__Study material__
· · · · · · ·

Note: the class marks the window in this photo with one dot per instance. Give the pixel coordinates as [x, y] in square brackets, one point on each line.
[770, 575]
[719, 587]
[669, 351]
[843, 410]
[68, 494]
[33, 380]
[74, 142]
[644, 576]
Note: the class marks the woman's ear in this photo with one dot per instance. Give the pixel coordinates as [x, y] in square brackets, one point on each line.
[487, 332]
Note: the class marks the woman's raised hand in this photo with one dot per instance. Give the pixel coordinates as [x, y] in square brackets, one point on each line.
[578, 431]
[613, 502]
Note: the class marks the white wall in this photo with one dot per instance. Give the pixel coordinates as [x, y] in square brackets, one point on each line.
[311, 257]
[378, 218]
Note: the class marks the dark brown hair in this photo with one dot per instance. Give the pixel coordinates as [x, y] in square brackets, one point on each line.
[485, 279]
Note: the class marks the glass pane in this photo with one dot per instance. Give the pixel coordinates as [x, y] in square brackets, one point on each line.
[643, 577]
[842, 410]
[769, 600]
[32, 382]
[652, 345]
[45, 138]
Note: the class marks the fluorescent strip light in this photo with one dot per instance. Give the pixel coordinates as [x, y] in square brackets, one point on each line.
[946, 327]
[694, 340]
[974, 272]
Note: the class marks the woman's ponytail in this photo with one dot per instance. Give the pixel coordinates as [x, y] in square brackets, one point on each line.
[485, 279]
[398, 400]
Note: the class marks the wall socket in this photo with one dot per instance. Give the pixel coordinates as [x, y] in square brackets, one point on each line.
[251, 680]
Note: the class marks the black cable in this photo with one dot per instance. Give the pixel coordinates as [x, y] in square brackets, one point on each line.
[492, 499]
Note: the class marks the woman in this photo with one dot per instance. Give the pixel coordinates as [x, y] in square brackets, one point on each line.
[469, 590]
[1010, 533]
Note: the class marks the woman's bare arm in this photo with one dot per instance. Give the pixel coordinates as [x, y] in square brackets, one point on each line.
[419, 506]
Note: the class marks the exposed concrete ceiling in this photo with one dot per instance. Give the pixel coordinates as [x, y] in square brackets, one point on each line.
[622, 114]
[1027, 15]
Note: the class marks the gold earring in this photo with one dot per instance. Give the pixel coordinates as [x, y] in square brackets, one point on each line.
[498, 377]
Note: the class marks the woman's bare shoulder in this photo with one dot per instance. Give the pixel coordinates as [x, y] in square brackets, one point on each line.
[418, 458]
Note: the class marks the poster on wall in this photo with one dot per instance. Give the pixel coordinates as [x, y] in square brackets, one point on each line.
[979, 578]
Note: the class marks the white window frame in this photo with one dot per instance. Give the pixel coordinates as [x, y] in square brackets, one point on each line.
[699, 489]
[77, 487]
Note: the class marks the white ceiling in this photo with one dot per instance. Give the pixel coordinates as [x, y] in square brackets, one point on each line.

· · · · · · ·

An exact copy is needed of the lines from the one containing "Note: the class marks the white window" through the end of the records.

__Output of the exercise__
Note: the class marks the white window frame in this photo with one dot per instance. Give the pixel coordinates as [x, y] in square brackets, one point on each line.
[699, 489]
[77, 487]
Note: the class marks the white ceiling in this photo with one dot per instance. Give the pixel coordinates as [x, y] in square brackets, one point on each line.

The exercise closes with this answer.